## begin Given records

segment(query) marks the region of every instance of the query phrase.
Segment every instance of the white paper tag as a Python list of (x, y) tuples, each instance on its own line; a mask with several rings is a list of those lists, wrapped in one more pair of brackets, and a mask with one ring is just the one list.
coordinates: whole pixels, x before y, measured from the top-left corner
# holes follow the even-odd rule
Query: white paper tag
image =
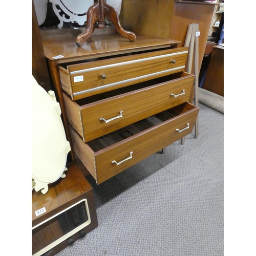
[(53, 57), (54, 59), (59, 59), (59, 58), (63, 58), (64, 56), (62, 55), (58, 55), (55, 56), (55, 57)]
[(39, 216), (41, 214), (44, 214), (45, 212), (46, 212), (46, 207), (41, 208), (41, 209), (35, 211), (35, 216), (36, 217)]
[(74, 82), (81, 82), (82, 81), (83, 81), (83, 76), (74, 77)]

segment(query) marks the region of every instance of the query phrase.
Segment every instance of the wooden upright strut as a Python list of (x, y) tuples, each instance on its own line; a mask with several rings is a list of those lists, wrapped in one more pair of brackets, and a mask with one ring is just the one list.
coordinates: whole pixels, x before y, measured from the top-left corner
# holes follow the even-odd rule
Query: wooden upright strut
[(136, 39), (136, 36), (132, 32), (124, 30), (120, 24), (118, 14), (116, 10), (109, 5), (105, 0), (94, 0), (94, 4), (89, 7), (87, 12), (87, 28), (84, 33), (79, 34), (76, 38), (77, 46), (81, 47), (91, 35), (95, 28), (102, 29), (105, 27), (103, 24), (105, 16), (115, 26), (118, 33), (133, 42)]

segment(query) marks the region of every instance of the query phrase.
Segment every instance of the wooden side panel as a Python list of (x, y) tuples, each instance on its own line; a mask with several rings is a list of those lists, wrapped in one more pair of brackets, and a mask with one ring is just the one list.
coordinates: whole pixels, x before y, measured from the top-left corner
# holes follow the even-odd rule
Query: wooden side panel
[(62, 67), (59, 67), (59, 72), (62, 89), (70, 95), (73, 96), (72, 88), (68, 71)]
[(136, 35), (169, 38), (174, 8), (174, 0), (123, 0), (120, 22)]
[(32, 1), (32, 74), (47, 92), (51, 90), (34, 1)]
[[(181, 41), (178, 45), (178, 47), (183, 46), (188, 25), (193, 23), (199, 25), (200, 32), (199, 37), (199, 70), (203, 60), (215, 8), (215, 5), (207, 5), (204, 3), (202, 4), (176, 3), (175, 5), (170, 38)], [(193, 72), (194, 69), (192, 70)]]
[[(63, 99), (65, 103), (67, 117), (69, 123), (75, 130), (83, 137), (83, 125), (81, 120), (80, 106), (76, 102), (71, 100), (65, 93)], [(85, 117), (86, 118), (86, 117)]]

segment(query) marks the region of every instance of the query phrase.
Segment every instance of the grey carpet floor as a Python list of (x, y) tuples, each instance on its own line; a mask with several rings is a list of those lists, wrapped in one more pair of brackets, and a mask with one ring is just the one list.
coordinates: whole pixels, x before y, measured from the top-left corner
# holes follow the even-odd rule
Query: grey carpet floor
[(224, 115), (199, 103), (194, 133), (97, 185), (98, 227), (58, 256), (224, 254)]

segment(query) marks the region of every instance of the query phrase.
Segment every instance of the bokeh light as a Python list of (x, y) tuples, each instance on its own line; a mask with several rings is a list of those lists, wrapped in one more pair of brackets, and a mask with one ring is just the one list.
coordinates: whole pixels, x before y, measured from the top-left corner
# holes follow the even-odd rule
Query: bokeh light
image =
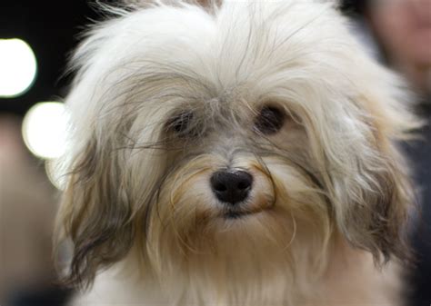
[(32, 48), (21, 39), (0, 39), (0, 97), (23, 94), (33, 84), (37, 64)]
[(58, 190), (64, 191), (66, 184), (65, 173), (58, 160), (52, 159), (45, 162), (45, 171), (49, 182)]
[(57, 158), (65, 148), (68, 116), (64, 104), (39, 103), (25, 114), (23, 137), (28, 149), (44, 159)]

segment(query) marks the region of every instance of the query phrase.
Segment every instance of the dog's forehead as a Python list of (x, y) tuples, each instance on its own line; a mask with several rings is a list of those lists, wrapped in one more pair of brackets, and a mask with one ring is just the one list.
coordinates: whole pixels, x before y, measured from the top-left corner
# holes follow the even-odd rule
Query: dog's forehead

## end Given records

**Task instructions**. Copy the records above, from their first line through the line that holds "76), (74, 77)]", inclusive. Leave the pictures out.

**Reply to the task**.
segment(query) marks the region of every instance of the query phrase.
Segment every instance of the white paper tag as a Python list of (x, y) tuples, each instance on its own line; a mask with several rings is a list of those lists, wrapped in one more pair of brackets, and a mask with one ring is just the one list.
coordinates: whole pixels, x before y, measured from the top-left corner
# holes follow the even-odd rule
Query: white paper tag
image =
[(53, 57), (54, 59), (59, 59), (59, 58), (63, 58), (64, 56), (62, 55), (58, 55), (55, 56), (55, 57)]
[(39, 216), (41, 214), (44, 214), (45, 212), (46, 212), (46, 207), (41, 208), (41, 209), (35, 211), (35, 216), (36, 217)]
[(74, 82), (81, 82), (82, 81), (83, 81), (83, 76), (74, 77)]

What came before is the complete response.